[Dataset rows]
(begin)
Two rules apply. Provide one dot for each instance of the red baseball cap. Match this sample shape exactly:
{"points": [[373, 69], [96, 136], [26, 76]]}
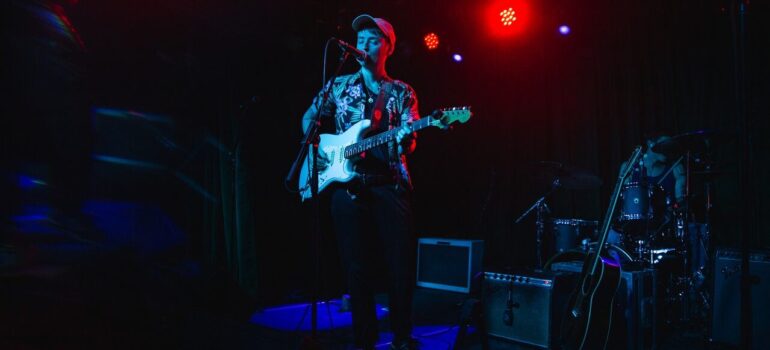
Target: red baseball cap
{"points": [[364, 20]]}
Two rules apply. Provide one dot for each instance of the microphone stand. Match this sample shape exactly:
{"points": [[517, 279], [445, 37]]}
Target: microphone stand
{"points": [[542, 208], [311, 138]]}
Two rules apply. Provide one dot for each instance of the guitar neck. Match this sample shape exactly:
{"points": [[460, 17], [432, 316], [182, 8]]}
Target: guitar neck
{"points": [[383, 138], [611, 208]]}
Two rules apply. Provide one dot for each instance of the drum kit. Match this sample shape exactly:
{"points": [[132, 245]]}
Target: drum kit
{"points": [[649, 231]]}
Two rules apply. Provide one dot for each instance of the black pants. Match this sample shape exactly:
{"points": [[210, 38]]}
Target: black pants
{"points": [[376, 219]]}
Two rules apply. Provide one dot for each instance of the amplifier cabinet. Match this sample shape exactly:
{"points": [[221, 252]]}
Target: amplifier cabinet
{"points": [[526, 308], [726, 319], [448, 264]]}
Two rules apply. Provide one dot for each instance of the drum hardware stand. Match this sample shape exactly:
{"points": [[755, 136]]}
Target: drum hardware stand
{"points": [[542, 211]]}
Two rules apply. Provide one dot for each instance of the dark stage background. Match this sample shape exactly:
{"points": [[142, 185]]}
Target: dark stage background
{"points": [[229, 81]]}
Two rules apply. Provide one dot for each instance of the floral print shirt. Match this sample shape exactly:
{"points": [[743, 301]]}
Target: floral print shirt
{"points": [[350, 101]]}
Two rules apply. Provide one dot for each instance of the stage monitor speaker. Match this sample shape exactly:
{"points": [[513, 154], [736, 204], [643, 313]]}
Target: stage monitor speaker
{"points": [[726, 319], [526, 308], [448, 264]]}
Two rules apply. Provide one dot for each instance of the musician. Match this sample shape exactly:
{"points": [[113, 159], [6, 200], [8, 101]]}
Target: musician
{"points": [[374, 210]]}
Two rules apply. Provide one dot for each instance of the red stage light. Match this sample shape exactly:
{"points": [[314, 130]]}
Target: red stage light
{"points": [[507, 18], [431, 41]]}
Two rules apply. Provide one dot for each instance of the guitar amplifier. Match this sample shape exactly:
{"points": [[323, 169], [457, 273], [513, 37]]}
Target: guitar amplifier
{"points": [[726, 326], [448, 264], [634, 314], [526, 308]]}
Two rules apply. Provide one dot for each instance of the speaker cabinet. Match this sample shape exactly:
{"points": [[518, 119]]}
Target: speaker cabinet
{"points": [[726, 320], [448, 264], [526, 308]]}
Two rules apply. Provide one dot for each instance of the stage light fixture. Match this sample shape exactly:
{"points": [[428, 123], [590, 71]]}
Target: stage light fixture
{"points": [[508, 16], [431, 41]]}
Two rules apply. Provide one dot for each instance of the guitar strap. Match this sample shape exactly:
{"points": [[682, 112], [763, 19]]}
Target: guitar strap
{"points": [[379, 104], [377, 112]]}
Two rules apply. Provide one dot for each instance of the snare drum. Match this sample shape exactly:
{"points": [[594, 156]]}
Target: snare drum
{"points": [[568, 233], [643, 206]]}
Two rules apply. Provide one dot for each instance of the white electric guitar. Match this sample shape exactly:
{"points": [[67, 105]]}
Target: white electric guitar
{"points": [[340, 149]]}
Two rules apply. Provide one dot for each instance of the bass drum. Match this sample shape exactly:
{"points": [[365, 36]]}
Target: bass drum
{"points": [[611, 253]]}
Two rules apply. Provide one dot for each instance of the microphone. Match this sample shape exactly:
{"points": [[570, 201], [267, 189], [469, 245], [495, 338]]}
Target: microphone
{"points": [[359, 54]]}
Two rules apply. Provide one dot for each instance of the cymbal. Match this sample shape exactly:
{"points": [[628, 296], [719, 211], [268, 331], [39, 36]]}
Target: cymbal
{"points": [[696, 141], [569, 177]]}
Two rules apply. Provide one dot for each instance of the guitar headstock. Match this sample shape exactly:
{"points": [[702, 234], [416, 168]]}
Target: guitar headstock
{"points": [[447, 116]]}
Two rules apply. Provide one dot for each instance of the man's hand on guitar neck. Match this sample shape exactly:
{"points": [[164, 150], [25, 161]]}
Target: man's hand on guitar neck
{"points": [[323, 159], [406, 140]]}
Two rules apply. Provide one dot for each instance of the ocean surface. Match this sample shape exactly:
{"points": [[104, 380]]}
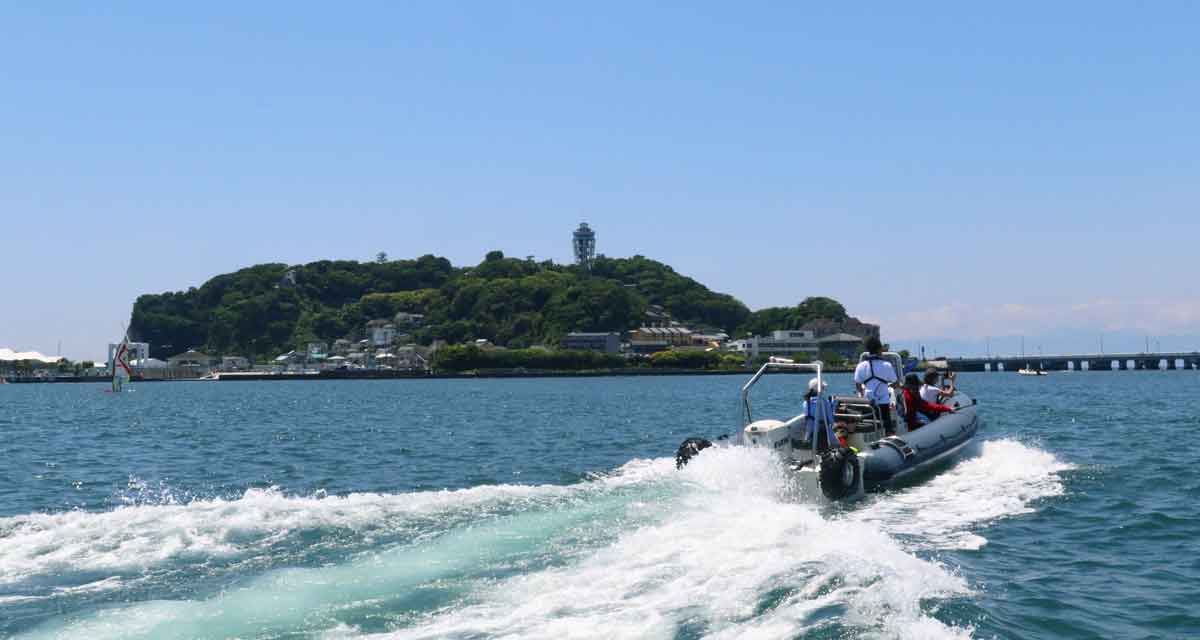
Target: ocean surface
{"points": [[552, 508]]}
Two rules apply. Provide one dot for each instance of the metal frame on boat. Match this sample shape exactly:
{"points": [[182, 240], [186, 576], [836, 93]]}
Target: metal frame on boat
{"points": [[844, 444]]}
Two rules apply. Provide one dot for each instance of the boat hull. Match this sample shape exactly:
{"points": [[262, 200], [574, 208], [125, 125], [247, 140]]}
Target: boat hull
{"points": [[895, 458]]}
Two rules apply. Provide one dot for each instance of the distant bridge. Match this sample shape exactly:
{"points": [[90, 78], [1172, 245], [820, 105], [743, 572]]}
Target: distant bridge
{"points": [[1093, 362]]}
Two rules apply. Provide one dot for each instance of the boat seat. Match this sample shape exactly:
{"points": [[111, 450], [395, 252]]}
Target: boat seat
{"points": [[856, 414]]}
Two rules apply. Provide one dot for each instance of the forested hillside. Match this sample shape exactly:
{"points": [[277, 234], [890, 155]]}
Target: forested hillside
{"points": [[269, 309]]}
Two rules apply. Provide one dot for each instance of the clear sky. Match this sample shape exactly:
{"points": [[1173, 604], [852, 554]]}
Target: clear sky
{"points": [[951, 171]]}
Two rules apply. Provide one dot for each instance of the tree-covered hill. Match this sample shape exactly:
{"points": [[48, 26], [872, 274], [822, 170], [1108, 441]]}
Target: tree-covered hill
{"points": [[269, 309]]}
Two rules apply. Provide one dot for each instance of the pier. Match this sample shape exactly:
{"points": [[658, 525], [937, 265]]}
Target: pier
{"points": [[1093, 362]]}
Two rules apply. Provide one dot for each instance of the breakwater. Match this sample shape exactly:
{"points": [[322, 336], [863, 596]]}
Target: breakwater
{"points": [[1093, 362]]}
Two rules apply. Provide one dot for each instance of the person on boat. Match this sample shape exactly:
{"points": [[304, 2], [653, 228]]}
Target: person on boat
{"points": [[813, 410], [917, 407], [874, 377], [933, 392]]}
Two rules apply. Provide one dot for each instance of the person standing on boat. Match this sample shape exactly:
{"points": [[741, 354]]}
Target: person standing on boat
{"points": [[917, 407], [874, 377], [931, 392], [819, 412]]}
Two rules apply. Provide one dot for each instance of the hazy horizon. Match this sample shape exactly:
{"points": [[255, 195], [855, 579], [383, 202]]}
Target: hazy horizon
{"points": [[949, 172]]}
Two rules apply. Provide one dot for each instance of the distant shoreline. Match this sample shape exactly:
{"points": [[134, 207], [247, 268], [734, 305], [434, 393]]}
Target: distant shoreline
{"points": [[405, 375]]}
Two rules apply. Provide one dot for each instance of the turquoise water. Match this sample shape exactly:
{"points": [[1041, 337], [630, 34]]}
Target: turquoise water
{"points": [[551, 508]]}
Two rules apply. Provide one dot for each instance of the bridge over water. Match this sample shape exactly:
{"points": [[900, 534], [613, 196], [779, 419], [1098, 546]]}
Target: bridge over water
{"points": [[1093, 362]]}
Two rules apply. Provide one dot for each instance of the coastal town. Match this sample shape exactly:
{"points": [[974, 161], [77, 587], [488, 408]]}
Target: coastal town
{"points": [[388, 350]]}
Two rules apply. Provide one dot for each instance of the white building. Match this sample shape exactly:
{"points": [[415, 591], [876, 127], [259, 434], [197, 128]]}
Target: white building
{"points": [[381, 333], [789, 344]]}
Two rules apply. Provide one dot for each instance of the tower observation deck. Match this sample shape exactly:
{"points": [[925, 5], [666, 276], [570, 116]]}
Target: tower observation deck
{"points": [[583, 241]]}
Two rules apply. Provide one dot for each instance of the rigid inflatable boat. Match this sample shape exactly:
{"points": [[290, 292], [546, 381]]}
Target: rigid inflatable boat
{"points": [[840, 442]]}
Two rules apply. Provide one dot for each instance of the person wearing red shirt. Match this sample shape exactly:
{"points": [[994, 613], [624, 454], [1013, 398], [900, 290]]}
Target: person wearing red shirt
{"points": [[917, 406]]}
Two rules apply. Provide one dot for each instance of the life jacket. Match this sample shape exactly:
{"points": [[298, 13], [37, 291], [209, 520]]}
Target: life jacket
{"points": [[870, 365], [870, 359]]}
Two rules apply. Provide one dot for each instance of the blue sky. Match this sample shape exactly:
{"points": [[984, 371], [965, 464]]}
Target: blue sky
{"points": [[948, 171]]}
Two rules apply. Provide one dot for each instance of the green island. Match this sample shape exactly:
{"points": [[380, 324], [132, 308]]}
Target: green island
{"points": [[502, 313]]}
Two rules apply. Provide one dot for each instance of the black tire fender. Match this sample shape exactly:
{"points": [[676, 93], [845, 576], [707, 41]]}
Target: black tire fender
{"points": [[840, 474], [689, 449]]}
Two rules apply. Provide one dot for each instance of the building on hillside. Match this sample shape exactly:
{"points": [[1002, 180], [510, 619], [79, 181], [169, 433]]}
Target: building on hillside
{"points": [[605, 342], [381, 333], [787, 344], [826, 328], [411, 359], [647, 347], [715, 340], [655, 316], [405, 318], [318, 351], [583, 245], [671, 335], [844, 345], [235, 363], [138, 351], [192, 359]]}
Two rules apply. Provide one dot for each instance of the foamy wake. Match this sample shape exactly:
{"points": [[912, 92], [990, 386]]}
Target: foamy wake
{"points": [[719, 550], [141, 537], [943, 512]]}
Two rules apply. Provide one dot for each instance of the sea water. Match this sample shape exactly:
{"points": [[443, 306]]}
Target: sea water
{"points": [[552, 508]]}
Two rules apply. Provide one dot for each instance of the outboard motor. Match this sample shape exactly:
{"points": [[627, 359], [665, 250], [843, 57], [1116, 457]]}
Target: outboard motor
{"points": [[841, 473], [689, 449]]}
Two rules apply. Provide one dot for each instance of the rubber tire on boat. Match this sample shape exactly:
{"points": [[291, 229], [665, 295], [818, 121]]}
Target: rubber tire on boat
{"points": [[840, 473], [688, 449]]}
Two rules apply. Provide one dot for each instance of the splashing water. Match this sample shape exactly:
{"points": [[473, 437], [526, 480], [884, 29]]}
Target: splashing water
{"points": [[721, 550]]}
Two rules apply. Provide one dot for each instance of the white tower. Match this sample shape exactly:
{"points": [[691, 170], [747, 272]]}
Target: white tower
{"points": [[583, 240]]}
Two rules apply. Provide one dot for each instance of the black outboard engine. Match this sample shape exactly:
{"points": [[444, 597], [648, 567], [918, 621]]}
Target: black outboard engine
{"points": [[688, 449], [840, 473]]}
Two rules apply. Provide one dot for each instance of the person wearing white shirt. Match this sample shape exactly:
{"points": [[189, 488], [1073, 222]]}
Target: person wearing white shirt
{"points": [[934, 393], [874, 378]]}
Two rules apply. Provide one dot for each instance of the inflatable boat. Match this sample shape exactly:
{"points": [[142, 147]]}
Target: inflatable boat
{"points": [[840, 442]]}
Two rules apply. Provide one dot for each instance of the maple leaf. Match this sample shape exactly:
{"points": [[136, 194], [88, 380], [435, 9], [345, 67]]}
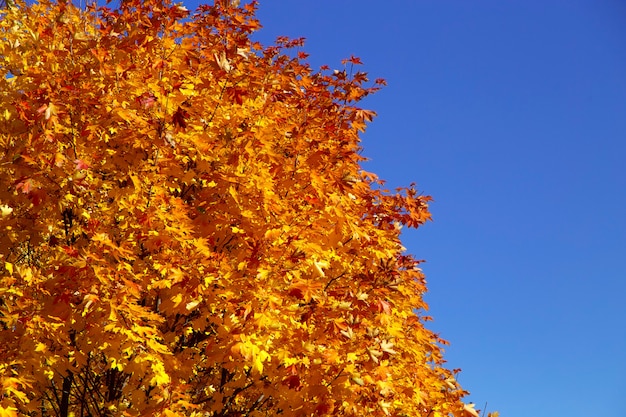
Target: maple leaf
{"points": [[187, 228]]}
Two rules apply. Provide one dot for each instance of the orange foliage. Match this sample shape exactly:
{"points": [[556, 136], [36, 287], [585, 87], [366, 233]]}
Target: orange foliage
{"points": [[185, 228]]}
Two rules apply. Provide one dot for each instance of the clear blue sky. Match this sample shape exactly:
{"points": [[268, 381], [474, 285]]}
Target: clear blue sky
{"points": [[512, 115]]}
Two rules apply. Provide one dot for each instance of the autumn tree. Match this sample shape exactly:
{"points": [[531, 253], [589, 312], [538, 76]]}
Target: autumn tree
{"points": [[185, 227]]}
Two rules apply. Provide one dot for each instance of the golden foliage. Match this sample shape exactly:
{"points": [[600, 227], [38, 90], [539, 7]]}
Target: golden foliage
{"points": [[185, 228]]}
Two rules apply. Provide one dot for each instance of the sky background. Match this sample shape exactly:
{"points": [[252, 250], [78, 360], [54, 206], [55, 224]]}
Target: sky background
{"points": [[512, 115]]}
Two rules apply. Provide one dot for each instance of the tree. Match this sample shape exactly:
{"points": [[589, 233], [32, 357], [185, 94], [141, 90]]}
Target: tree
{"points": [[186, 229]]}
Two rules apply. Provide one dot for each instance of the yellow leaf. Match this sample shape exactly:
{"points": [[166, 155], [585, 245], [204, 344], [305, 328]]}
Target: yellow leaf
{"points": [[177, 299], [8, 411]]}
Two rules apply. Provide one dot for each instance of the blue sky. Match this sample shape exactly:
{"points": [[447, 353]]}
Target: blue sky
{"points": [[512, 115]]}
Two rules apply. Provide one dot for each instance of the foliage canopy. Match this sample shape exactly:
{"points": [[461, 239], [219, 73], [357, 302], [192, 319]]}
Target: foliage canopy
{"points": [[185, 228]]}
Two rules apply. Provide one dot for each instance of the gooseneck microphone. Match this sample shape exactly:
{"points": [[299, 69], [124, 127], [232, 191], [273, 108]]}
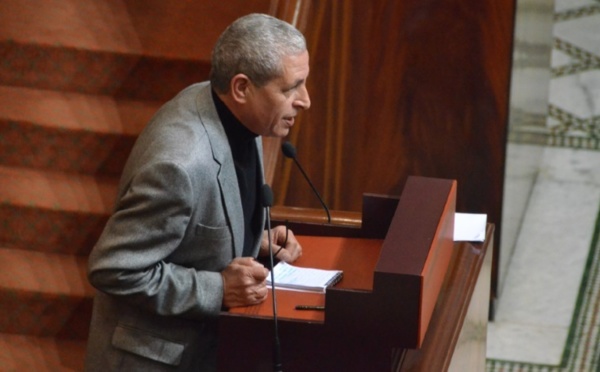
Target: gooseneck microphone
{"points": [[267, 202], [290, 152]]}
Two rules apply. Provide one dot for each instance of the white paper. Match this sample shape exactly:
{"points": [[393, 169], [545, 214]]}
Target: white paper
{"points": [[469, 227], [302, 278]]}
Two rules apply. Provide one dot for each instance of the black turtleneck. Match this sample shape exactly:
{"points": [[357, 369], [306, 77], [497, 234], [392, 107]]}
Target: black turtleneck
{"points": [[245, 158]]}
(end)
§ **Exercise description**
Your task is to retype the lines running from the one that contains "of the tree." through the end of the records, and nothing else. Pictures are not part of the copy.

§ **Output of the exercise**
Two rules apply. Provide one dot for each instance of the tree. Match this sample shape exactly:
{"points": [[589, 233], [32, 357], [185, 94], [141, 90]]}
Target: tree
{"points": [[186, 229]]}
Two rules apply. Provide one dot for each instance of the yellow leaf. Match this sample shape exactly:
{"points": [[166, 155], [585, 245], [204, 344], [305, 328]]}
Target: yellow leaf
{"points": [[177, 299], [8, 411]]}
Two rules apply. Provide one dot for each instance of the blue sky. Match this sample shape exactly:
{"points": [[447, 353]]}
Target: blue sky
{"points": [[512, 115]]}
Two rules apply. Provide one dot for each instance of the foliage canopy. Match this sample shape exactly:
{"points": [[461, 239], [219, 73], [357, 302], [192, 319]]}
Target: foliage canopy
{"points": [[185, 228]]}
Two rules apply. Provide one dot for each instance of the gooseneck microphone. Match this sample shape exactly:
{"points": [[299, 69], [124, 127], [232, 191], [273, 108]]}
Target: gooseneck microphone
{"points": [[267, 202], [290, 152]]}
Two rules apply. Provide one dot for each instance of the white paper. Match this sample shape exactly:
{"points": [[393, 169], [545, 214]]}
Target: white paper
{"points": [[469, 227], [302, 278]]}
Two rules apply. Provide one dot for each instance of the black turtleneck. Match this sample shape exactly:
{"points": [[357, 369], [306, 77], [497, 234], [392, 107]]}
Target: black turtleneck
{"points": [[245, 158]]}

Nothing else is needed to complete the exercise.